What you will do. From the line containing "Goal: find the water hose" down to the last line of the records below, copy every line exactly. Leave out everything before it.

..........

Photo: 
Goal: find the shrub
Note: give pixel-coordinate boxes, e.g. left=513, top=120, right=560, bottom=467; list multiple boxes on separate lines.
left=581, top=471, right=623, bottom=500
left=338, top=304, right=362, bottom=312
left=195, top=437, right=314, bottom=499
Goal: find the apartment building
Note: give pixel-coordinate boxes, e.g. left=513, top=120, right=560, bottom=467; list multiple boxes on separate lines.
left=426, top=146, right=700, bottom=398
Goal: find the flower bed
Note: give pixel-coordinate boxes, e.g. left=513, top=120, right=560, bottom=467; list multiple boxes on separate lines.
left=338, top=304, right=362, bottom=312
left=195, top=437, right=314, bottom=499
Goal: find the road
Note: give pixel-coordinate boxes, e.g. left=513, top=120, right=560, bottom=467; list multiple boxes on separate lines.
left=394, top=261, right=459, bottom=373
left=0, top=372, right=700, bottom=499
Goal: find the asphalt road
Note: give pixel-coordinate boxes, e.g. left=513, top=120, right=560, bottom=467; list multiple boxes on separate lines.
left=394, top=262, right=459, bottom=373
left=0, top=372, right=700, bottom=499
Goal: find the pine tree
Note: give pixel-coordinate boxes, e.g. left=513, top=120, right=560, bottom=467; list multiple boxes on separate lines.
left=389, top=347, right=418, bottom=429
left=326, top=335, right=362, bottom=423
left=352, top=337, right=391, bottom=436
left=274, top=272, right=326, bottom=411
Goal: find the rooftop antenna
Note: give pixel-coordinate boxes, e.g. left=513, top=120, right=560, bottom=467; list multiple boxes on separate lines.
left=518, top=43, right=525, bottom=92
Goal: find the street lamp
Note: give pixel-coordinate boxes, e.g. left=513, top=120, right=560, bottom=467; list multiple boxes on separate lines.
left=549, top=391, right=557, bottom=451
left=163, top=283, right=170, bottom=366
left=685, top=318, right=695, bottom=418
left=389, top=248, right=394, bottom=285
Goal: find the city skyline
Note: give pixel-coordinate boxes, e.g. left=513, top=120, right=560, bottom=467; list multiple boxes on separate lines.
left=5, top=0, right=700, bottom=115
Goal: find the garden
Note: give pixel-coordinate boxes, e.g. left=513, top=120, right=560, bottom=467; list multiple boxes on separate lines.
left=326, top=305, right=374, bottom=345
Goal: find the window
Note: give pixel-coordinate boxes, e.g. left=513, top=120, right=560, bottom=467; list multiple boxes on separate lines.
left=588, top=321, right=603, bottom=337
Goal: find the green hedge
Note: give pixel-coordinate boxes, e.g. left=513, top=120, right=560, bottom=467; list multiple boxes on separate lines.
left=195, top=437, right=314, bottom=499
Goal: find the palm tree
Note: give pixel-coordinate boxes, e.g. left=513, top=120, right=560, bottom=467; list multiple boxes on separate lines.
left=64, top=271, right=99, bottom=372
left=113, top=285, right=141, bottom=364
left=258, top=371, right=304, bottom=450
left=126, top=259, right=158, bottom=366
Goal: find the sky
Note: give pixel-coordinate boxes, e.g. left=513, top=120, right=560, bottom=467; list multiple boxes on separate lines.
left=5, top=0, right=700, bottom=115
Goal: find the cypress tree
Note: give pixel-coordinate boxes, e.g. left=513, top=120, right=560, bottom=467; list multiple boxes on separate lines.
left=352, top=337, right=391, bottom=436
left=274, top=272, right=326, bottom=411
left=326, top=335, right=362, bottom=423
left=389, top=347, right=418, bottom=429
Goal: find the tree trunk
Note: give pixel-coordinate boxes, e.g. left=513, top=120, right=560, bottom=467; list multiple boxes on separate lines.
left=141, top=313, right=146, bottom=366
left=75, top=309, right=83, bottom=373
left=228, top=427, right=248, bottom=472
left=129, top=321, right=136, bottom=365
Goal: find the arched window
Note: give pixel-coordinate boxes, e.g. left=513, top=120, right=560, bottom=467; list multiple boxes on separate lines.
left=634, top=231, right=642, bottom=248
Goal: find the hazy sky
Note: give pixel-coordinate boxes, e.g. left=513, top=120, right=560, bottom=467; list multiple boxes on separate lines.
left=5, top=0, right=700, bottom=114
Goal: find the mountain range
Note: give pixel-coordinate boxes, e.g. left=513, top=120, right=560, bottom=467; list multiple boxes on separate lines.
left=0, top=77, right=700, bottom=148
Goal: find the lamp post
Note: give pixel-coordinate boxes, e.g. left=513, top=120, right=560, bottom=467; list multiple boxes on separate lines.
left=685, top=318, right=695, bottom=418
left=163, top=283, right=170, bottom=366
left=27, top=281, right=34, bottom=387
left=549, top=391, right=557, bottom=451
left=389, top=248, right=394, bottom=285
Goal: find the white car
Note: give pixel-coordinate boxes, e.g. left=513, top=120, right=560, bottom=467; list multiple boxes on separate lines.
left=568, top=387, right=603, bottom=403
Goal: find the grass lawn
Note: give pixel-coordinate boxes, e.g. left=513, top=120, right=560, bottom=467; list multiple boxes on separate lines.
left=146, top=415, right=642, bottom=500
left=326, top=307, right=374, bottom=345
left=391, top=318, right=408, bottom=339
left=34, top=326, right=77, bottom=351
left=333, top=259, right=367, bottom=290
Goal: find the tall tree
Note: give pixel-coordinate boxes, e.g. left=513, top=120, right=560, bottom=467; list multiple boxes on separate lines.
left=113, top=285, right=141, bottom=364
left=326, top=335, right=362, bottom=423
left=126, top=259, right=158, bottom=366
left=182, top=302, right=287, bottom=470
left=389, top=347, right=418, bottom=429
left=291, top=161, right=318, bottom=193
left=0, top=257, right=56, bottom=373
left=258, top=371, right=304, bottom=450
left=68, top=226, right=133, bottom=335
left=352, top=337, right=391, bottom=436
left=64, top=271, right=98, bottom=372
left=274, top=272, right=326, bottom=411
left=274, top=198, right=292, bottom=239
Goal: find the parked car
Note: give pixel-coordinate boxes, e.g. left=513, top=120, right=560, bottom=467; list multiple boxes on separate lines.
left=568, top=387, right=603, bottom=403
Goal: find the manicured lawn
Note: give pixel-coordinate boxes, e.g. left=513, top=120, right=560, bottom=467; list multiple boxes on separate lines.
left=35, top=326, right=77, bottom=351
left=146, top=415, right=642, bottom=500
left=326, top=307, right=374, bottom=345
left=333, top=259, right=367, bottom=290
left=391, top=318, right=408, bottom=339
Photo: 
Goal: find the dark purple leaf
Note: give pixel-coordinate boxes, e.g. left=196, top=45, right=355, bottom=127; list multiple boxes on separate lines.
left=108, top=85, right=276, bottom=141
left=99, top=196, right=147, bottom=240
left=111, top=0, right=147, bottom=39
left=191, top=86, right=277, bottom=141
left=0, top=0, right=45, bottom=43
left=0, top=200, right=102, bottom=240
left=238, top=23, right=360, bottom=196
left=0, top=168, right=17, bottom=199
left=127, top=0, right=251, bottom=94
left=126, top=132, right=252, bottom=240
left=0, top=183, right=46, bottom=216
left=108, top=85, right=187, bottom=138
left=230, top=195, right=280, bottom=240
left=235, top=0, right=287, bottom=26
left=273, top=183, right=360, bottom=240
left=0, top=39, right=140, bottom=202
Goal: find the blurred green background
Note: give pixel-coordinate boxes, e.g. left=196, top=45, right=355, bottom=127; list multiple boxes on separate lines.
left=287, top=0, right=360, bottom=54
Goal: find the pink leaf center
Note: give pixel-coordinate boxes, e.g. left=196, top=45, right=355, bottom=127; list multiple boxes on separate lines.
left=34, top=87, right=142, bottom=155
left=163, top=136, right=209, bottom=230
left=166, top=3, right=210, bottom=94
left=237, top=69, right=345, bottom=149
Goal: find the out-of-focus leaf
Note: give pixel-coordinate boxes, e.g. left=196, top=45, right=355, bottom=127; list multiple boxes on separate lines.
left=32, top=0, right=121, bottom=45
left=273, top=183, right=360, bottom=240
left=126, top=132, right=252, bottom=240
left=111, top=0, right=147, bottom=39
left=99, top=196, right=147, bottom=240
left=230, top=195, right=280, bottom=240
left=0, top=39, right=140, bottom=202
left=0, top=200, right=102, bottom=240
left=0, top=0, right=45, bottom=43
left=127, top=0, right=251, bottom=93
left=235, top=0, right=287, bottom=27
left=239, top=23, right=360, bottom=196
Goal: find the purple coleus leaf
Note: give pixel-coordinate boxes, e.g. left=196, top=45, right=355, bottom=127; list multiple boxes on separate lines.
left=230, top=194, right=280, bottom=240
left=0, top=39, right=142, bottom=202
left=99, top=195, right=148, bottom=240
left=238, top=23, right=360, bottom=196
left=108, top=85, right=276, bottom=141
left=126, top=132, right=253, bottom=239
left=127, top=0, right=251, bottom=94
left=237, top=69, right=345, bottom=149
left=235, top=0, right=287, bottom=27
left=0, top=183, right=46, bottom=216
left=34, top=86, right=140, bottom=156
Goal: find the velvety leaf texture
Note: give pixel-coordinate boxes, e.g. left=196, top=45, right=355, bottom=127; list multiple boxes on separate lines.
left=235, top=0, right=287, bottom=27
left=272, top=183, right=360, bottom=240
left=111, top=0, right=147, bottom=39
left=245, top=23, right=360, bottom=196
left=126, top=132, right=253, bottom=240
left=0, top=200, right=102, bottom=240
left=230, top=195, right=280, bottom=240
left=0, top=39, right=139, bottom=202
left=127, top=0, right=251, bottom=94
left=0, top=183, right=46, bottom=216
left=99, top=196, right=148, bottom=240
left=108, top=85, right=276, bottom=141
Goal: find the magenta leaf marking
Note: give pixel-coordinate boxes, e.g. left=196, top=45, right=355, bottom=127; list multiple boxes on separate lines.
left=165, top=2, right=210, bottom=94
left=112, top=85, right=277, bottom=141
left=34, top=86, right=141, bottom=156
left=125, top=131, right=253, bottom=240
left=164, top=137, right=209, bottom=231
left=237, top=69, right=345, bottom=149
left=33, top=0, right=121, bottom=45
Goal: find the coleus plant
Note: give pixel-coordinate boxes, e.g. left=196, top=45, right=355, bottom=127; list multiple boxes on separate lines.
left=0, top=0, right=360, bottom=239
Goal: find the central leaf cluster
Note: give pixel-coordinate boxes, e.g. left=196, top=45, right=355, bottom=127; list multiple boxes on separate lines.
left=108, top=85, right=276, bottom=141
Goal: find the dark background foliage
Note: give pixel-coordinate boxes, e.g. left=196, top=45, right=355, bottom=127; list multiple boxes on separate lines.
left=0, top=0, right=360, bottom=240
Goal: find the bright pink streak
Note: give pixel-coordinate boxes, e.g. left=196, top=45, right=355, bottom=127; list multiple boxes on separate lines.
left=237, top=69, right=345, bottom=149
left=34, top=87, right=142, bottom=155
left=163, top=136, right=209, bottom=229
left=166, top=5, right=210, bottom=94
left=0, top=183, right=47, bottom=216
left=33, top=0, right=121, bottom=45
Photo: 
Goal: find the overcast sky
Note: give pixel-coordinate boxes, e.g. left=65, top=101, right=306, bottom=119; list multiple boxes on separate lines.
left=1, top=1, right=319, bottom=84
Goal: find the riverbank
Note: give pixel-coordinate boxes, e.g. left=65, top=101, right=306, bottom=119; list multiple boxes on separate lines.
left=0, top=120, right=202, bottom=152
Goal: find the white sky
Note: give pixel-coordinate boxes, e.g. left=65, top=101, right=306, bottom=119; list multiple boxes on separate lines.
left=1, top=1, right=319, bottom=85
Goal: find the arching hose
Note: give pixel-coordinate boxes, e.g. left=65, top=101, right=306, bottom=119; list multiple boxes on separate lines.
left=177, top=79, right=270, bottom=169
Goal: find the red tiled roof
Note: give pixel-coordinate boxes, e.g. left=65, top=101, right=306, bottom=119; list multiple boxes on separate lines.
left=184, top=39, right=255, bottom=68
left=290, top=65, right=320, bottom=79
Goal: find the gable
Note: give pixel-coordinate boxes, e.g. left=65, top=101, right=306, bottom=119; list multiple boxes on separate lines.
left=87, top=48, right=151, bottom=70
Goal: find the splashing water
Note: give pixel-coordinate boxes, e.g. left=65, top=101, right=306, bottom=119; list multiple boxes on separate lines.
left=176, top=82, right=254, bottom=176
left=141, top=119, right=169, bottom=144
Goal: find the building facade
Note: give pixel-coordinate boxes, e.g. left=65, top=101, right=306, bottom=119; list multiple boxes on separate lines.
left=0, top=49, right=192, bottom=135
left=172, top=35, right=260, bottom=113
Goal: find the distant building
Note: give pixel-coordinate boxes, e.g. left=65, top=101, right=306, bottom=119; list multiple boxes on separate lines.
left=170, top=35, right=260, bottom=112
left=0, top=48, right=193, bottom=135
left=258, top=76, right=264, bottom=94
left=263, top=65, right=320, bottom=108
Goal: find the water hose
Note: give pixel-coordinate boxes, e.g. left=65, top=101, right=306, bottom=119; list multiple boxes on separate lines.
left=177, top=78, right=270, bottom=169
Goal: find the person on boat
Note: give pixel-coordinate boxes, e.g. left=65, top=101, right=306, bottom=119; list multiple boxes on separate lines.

..........

Result.
Goal: find the water hose
Note: give pixel-coordinate boxes, e.g. left=65, top=101, right=306, bottom=119; list multiple boxes on separate lines.
left=177, top=78, right=270, bottom=169
Goal: find the person on boat
Note: give pixel-coordinate boxes, e.g. left=65, top=101, right=306, bottom=119; list multiple boxes on separate lines.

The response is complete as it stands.